- EXCERTO DO DOCUMENTO:
Seguindo os ensinamentos de Paul Ricoeur, uma democracia não é um regime político sem conflitos, mas um regime no qual os conflitos são abertos e, além disso, negociáveis. Eliminar os conflitos em democracia, é, pois, uma ideia quimérica. Numa sociedade cada vez mais complexa, os conflitos não diminuem nem em número nem em gravidade, antes se multiplicam e aprofundam. O essencial é que eles se exprimam publicamente e que existam regras para os negociar. É assim que o conflito apela ao consenso, tanto quanto o consenso torna possível a negociação.

Todo este enquadramento visa comentar um pouco ao que foi dito no Programa “EmDebate” ocorrido recentemente na TCV (Televisão Pública de Cabo Verde) em que um dos elementos do painel teria criticado e imputado responsabilidade ao Governo pelo facto de não se terem chegado ao consenso quanto à nomeação dos órgãos externos ao Parlamento por um lado e, por outro, criticando igualmente o bipartidarismo existente em Cabo Verde que, do nosso ponto de vista, tem funcionado razoavelmente bem. Poderia, sim, imputar responsabilidades aos dois partidos do arco do poder e não ao Governo! As lideranças partidárias têm, pois, um papel crucial nesta matéria e, em última instância, é preciso que os deputados de ambas as bancadas votem as propostas!

Uma democracia, mais do que um regime de acordos, é um sistema cujo objetivo é conseguir conviver em condições de profundo e persistente desacordo. Radicalizar a crítica e a oposição são procedimentos a que mais se recorrem para dar nas vistas, uma exigência imperiosa nesse combate pela atenção que é travado nas nossas sociedades. Como dizia Innerarity, “é verdade que sem o antagonismo e dissensão, as democracias seriam mais pobres, mas isso não constitui uma prova a favor de toda a discrepância e nem prestigia o opositor”. A política serve, nada mais nada menos, para conciliar interesses naturalmente divergentes.

Com efeito, a maioria não tem necessariamente razão, como é óbvio, o mesmo se aplica a quem se opõe por princípio. Isto explicaria a tendência dos políticos para exagerarem, para enfatizarem o polémico até extremos e por vezes grotescos ou pouco verosímeis.

Nestes termos, convém não banalizar esta questão, porque os acordos não são fáceis e exigem sacrifícios de todas as partes! A dificuldade de chegar a acordo provém do facto do mesmo implicar cedências e, em muitas ocasiões, exigir também o sacrifício de algum tipo de princípio e deve ser levado em conta que em política, regra geral, nenhuma delas está isenta de inconvenientes. Portanto, uma boa política não exige que se dê satisfação aos interesses de todos, mas não se pode deixar de tê-lo tentado.

- DADOS FORNECIDOS:
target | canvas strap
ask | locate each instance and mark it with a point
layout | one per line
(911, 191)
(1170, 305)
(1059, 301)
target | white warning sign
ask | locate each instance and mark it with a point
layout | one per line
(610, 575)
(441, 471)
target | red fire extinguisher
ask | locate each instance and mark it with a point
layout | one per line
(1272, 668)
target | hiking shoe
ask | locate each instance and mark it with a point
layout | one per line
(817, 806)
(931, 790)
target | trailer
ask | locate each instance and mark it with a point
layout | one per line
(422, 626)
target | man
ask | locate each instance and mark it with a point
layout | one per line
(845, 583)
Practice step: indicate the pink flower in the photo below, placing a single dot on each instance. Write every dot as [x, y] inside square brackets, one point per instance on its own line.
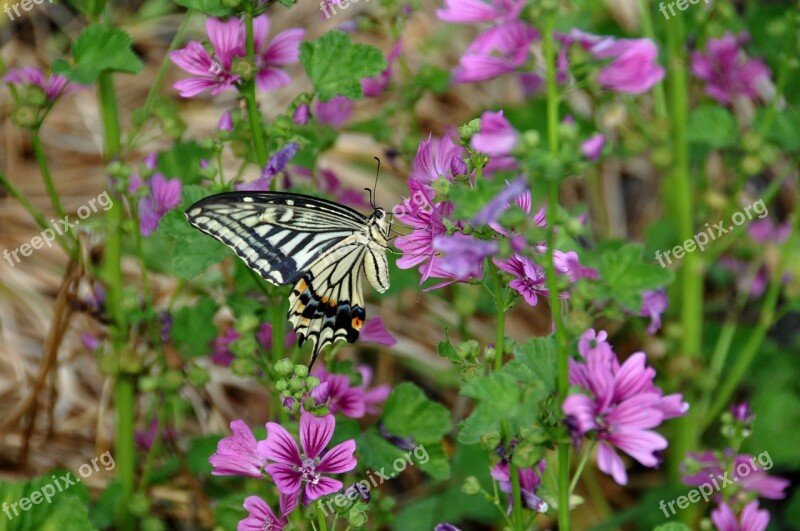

- TAREFA A REALIZAR: Dê continuidade ao texto sobre conflito e consenso na democracia, começando logo após a sua última frase.

- RESULTADO DO EXERCÍCIO:
Relativamente ao bipartidarismo existente em Cabo Verde, convém dizer que até o momento vem respondendo aos principais desafios que a nossa democracia vem colocando. Os sistemas bipartidários não colocam qualquer problema salvo o devido respeito, na medida em que a sua configuração de poder é evidente: dois partidos competem por uma maioria absoluta que está ao alcance de ambos (por exemplo, entre o MpD e o PAICV), e garantem a estabilidade política. A este nível, as coisas funcionam relativamente bem em Cabo Verde.

Os sistemas bipartidários são até o momento a categoria mais conhecida. Isto é devido ao facto de serem sistemas relativamente simples, porque os países que apresentam o bipartidarismo são importantes e porque representam um caso paradigmático.

Convém referir que cada especialista produz uma lista diferente com o número de países que apresentam esta configuração. Contudo, é lugar-comum considerar, em geral, a Inglaterra, Os Estados Unidos, a Nova Zelândia, a Austrália e o Canadá como sistemas bipartidários “clássicos”. Funcionam ou não?

Aqui chegado, pergunta-se: Quando é que temos um sistema bipartidário? Podemos argumentar com Giovanni Sartori o seguinte: Temos um formato bipartidário sempre que a existência de terceiros partidos não impeça os dois principais partidos de governar sozinhos.

Quais são as propriedades que caracterizam os sistemas bipartidários? É a governação de um só partido, mas não ilimitadamente. O que equivale a dizer que a alternância no poder é a marca distintiva da mecânica característica do bipartidarismo.